- **THE TASK**: Return every line of the data below that contains the string "clicks", copying each one in full.
↓
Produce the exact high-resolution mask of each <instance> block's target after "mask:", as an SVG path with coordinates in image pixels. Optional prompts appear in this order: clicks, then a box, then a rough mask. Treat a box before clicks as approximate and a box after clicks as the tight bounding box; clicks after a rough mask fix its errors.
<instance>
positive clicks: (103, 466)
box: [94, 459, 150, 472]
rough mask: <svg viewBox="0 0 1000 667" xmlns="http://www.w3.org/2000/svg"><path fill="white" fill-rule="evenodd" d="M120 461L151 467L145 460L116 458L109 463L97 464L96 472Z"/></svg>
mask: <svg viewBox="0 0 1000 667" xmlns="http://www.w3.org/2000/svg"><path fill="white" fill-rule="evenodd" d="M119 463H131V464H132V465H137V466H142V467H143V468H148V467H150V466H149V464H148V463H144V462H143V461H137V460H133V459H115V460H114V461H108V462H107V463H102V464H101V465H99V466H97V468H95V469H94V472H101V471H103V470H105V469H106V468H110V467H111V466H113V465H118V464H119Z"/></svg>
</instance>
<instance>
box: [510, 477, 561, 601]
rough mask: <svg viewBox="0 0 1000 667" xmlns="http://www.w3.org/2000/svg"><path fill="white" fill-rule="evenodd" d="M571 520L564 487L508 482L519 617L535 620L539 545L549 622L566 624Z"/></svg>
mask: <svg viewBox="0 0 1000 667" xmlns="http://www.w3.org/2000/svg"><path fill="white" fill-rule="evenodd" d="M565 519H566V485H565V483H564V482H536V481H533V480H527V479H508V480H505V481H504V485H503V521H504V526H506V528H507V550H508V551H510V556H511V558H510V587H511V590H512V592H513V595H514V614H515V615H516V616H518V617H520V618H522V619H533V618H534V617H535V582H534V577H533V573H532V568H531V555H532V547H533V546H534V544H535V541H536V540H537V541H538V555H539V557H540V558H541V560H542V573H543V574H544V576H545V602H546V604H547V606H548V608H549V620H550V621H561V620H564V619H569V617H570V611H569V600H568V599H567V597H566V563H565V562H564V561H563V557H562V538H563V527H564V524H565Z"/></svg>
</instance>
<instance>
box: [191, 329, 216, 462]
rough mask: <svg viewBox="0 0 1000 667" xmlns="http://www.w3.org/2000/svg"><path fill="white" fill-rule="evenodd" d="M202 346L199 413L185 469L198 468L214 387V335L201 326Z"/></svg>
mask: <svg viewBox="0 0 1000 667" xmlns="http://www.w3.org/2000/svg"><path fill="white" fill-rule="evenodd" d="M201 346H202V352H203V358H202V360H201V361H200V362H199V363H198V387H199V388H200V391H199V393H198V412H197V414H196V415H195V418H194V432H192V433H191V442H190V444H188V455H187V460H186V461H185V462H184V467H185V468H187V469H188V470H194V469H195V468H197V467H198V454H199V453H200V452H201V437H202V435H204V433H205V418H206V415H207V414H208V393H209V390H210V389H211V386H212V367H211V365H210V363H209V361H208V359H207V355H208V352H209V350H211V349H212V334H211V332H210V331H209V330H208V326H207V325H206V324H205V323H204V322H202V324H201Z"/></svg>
↑
- **WRITTEN SOLUTION**:
Produce the exact high-resolution mask of each <instance> block's target after "mask:", as an SVG path with coordinates in image pixels. Optional prompts appear in this order: clicks, then a box, then a rough mask. Treat a box before clicks as approximate and a box after clicks as the tight bounding box; clicks after a rough mask fix its errors.
positive clicks: (103, 466)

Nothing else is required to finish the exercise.